[Data taken from a collection]

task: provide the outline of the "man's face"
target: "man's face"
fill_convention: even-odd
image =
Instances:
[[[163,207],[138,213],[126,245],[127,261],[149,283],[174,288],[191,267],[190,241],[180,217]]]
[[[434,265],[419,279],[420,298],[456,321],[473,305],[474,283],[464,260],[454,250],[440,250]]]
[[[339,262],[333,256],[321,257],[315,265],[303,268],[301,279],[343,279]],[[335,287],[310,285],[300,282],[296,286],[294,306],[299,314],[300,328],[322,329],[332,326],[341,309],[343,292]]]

_Written task:_ Copy out the data above line by line, keeping every character unchanged.

_Solution:_
task: provide the outline of the "man's face"
target: "man's face"
fill_convention: even-odd
image =
Instances:
[[[163,207],[138,213],[126,245],[127,261],[149,283],[174,288],[191,267],[190,241],[180,217]]]
[[[434,265],[419,279],[420,298],[456,321],[473,305],[474,283],[464,260],[454,250],[440,250]]]
[[[339,262],[333,256],[321,257],[315,265],[303,268],[301,279],[343,279]],[[335,287],[310,285],[300,282],[296,286],[294,306],[299,314],[300,328],[322,329],[332,326],[341,309],[343,292]]]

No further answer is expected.